SET PROBLEM -> Locate each line in the data below that contains the word "truck" and copy those lines.

INPUT MATERIAL ->
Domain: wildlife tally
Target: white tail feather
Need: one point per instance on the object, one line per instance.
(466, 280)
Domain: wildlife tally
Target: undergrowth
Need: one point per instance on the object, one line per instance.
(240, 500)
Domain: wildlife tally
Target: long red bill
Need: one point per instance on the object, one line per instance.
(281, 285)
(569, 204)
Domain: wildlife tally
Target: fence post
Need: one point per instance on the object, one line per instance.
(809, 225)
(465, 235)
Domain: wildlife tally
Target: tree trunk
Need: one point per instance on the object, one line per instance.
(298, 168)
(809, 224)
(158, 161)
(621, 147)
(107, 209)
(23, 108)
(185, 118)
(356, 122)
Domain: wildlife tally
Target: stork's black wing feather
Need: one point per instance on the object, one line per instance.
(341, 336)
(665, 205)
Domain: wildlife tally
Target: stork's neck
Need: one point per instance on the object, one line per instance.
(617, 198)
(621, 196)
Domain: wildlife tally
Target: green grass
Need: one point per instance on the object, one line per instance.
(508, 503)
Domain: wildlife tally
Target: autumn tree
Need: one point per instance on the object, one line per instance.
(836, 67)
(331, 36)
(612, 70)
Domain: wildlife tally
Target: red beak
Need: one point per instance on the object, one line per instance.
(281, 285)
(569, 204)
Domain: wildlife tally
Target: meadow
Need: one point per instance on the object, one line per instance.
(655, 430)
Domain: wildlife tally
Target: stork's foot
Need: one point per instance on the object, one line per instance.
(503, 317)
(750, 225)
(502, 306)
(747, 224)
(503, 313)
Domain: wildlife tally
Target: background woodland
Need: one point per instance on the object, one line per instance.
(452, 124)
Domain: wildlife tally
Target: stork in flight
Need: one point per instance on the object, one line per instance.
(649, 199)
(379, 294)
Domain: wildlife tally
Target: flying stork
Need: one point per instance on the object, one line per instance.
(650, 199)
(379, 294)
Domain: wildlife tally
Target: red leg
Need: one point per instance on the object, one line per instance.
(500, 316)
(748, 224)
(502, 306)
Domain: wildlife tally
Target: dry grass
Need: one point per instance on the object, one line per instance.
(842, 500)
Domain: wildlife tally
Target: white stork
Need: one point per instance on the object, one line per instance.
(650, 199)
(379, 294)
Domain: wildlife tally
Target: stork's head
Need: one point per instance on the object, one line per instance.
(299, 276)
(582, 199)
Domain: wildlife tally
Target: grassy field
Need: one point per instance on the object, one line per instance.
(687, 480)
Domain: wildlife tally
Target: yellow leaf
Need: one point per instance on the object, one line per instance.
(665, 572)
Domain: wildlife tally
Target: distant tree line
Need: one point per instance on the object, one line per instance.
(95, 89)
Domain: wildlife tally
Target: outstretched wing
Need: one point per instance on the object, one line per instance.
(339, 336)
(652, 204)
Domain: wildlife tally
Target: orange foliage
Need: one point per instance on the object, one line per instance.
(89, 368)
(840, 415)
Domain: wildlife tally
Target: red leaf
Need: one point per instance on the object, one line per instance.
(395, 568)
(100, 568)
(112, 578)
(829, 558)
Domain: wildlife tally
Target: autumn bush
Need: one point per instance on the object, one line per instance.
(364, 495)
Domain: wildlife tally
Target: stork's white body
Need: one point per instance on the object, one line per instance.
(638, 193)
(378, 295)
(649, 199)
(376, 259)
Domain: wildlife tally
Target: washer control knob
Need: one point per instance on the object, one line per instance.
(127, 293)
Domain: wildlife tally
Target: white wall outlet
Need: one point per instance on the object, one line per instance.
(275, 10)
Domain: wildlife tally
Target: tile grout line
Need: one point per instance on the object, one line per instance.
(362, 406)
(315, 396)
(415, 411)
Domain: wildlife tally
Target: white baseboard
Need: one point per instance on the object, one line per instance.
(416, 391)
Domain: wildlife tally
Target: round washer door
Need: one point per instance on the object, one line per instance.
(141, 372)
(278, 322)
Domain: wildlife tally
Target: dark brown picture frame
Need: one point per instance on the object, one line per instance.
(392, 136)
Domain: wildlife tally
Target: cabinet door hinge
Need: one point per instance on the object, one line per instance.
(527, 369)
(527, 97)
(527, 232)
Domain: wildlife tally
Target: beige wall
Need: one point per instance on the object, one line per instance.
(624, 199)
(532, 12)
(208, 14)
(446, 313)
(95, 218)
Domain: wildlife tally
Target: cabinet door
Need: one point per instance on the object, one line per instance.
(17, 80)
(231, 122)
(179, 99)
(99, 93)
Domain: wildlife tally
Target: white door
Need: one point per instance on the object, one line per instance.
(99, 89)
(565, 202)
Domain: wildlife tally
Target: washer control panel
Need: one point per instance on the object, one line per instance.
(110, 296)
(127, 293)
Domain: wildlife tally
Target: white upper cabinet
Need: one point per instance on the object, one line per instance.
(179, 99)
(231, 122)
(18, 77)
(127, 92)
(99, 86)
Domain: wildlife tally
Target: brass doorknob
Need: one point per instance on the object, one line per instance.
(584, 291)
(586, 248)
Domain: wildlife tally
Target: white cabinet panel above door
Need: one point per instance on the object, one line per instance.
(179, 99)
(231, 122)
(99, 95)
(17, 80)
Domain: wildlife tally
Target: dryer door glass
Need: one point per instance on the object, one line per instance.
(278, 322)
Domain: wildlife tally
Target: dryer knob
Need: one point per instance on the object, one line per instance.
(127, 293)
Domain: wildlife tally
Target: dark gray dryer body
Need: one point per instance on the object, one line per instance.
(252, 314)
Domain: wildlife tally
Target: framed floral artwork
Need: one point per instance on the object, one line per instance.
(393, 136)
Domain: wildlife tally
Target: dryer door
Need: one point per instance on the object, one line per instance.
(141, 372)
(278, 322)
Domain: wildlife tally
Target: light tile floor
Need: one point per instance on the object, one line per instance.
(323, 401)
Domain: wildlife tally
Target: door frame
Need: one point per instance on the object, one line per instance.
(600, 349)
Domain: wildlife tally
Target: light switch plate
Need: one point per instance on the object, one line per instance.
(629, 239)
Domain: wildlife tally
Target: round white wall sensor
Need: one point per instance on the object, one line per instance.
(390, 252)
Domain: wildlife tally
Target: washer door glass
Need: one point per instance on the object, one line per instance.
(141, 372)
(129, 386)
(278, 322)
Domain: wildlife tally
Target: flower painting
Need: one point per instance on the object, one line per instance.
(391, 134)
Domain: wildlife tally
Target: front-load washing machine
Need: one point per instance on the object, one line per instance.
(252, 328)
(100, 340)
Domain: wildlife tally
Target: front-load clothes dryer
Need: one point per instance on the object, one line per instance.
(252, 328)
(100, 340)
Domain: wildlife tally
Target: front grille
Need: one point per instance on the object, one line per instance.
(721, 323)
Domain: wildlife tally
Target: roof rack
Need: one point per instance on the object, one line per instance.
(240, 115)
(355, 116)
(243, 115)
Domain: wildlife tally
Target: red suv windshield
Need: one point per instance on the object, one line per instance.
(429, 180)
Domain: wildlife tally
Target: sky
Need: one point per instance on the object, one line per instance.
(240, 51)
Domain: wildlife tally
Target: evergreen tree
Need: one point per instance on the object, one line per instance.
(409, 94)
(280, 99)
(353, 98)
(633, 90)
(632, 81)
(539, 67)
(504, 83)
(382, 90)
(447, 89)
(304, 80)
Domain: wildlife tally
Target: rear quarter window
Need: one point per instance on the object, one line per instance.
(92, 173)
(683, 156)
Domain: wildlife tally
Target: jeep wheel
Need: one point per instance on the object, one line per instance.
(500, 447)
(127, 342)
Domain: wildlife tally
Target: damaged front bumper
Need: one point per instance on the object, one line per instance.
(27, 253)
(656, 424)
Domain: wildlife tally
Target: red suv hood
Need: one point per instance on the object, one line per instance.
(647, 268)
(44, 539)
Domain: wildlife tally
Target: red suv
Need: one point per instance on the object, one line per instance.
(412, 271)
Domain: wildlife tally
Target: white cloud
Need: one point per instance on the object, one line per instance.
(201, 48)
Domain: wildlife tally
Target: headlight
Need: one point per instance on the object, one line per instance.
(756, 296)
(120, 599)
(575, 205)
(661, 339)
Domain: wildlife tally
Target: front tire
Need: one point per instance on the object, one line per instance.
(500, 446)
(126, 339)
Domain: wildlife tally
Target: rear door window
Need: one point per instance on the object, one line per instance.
--
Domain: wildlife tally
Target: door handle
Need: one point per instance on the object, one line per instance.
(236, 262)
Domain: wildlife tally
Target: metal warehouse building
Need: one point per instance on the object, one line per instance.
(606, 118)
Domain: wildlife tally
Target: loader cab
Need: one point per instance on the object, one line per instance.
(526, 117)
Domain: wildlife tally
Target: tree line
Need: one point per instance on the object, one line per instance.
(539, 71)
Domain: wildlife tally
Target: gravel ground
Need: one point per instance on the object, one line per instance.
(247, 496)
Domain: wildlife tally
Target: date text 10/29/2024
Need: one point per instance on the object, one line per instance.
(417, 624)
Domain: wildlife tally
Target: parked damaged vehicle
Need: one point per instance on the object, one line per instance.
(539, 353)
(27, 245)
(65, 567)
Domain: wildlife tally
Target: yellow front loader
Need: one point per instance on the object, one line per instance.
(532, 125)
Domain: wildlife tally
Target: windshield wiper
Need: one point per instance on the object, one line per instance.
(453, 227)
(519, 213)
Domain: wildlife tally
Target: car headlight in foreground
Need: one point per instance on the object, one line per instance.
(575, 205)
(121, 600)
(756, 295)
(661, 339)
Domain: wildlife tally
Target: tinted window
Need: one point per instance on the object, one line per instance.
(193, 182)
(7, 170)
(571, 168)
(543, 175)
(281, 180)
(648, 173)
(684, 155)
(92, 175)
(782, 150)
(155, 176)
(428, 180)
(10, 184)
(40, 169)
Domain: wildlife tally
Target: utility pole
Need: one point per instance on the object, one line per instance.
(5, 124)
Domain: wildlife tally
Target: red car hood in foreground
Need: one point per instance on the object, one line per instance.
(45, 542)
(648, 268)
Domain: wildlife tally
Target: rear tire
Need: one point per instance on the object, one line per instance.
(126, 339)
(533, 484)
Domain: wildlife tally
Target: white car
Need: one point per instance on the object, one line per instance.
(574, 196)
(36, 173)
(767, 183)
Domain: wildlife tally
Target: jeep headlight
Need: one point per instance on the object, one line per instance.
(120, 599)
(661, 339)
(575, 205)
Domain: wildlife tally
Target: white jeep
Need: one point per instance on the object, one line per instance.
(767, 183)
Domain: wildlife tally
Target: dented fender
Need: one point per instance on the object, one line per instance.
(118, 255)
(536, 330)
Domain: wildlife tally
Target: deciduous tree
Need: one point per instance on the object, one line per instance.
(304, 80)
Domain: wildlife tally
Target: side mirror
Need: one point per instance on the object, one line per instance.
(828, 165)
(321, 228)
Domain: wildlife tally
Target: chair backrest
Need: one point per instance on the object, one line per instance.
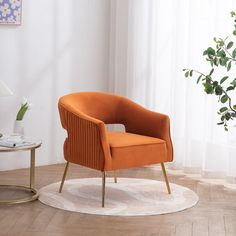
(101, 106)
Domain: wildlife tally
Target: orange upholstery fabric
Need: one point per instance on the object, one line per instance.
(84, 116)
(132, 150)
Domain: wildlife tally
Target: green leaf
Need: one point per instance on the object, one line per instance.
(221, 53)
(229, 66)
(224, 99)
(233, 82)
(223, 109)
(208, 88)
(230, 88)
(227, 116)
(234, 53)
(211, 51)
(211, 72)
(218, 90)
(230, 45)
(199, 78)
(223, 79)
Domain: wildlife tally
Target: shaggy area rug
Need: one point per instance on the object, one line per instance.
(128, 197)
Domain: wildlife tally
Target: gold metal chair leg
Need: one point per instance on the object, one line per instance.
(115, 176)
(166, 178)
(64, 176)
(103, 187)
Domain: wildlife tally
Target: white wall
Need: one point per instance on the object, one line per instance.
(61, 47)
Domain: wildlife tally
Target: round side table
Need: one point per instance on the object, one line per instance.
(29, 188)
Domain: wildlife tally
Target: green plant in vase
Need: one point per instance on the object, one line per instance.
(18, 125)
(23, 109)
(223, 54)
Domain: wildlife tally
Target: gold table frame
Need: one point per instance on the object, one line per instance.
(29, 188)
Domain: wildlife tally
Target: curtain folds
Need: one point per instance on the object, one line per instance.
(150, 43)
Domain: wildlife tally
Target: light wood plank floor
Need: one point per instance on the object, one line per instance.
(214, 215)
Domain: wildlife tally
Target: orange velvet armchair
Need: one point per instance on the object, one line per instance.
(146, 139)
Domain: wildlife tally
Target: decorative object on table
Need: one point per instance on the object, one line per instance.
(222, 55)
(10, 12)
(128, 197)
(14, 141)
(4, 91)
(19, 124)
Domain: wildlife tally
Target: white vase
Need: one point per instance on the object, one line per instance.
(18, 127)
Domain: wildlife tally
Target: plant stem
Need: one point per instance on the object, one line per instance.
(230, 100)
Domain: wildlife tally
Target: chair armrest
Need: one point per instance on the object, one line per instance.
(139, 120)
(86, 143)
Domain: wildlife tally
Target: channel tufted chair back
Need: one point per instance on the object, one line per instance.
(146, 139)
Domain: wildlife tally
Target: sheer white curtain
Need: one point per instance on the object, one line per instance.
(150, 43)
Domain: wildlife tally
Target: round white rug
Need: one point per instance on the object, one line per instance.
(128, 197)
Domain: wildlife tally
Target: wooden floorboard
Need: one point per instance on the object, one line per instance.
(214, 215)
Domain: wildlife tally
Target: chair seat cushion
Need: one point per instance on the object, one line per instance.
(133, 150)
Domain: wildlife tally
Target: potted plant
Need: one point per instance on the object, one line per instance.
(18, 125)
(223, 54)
==
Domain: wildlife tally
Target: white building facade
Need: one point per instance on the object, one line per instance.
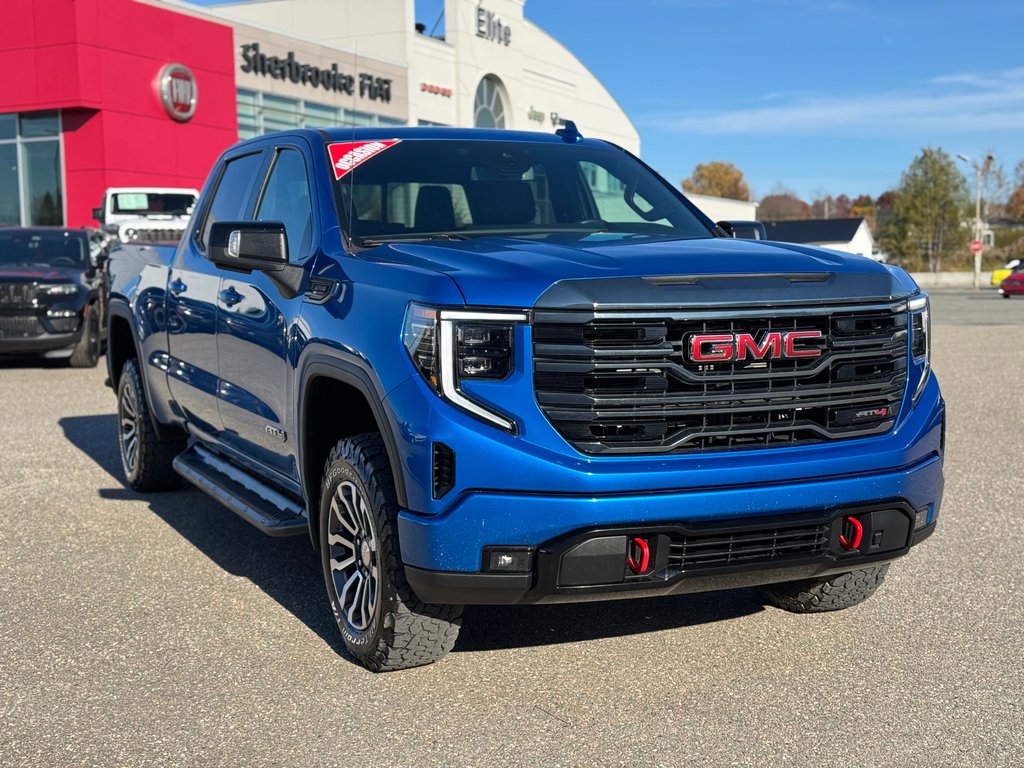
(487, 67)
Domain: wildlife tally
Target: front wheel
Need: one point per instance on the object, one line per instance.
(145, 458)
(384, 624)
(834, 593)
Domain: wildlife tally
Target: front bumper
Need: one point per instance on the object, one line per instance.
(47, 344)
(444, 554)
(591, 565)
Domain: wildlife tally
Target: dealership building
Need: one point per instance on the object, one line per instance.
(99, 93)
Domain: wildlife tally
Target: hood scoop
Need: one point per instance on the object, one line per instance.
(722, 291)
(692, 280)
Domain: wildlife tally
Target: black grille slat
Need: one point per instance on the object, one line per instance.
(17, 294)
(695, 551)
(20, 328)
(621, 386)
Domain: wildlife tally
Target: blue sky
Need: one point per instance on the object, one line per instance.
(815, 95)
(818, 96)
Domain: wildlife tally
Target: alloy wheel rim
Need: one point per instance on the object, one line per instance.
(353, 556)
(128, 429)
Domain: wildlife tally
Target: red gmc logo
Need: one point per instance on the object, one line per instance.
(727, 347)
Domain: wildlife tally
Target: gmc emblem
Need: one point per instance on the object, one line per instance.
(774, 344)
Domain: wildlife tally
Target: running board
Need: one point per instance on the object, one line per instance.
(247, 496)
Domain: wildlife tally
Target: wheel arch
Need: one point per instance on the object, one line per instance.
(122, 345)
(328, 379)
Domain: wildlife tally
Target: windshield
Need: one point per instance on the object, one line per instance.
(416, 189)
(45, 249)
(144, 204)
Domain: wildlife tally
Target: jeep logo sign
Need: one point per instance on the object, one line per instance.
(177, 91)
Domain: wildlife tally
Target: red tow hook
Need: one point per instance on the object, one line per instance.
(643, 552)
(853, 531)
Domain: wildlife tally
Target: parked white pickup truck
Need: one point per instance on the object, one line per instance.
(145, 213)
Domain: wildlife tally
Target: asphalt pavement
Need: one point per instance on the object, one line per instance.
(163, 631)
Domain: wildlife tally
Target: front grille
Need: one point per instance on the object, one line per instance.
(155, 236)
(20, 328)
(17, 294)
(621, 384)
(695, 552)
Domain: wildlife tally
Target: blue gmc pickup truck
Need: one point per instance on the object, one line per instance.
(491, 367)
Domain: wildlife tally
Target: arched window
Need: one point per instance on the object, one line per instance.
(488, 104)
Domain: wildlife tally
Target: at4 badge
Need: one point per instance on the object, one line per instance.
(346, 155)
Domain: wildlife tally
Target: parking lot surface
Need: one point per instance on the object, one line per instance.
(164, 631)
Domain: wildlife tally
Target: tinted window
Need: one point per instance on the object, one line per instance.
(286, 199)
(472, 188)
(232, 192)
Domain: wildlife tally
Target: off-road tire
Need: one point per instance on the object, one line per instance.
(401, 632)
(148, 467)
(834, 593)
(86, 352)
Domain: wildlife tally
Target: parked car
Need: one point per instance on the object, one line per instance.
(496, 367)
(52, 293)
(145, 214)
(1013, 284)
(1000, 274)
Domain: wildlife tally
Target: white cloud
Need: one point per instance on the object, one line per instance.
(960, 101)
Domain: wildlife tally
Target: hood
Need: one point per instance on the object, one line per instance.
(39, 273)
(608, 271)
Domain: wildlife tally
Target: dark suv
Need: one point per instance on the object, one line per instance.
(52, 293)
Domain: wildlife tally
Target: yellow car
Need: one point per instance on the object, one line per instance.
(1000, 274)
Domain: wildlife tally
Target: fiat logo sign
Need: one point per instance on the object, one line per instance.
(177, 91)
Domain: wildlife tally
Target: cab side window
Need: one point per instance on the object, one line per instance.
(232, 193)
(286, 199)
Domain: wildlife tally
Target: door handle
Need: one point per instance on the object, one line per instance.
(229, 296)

FINISHED ANSWER ->
Target: parked white pickup truck
Target: blue gmc pickup truck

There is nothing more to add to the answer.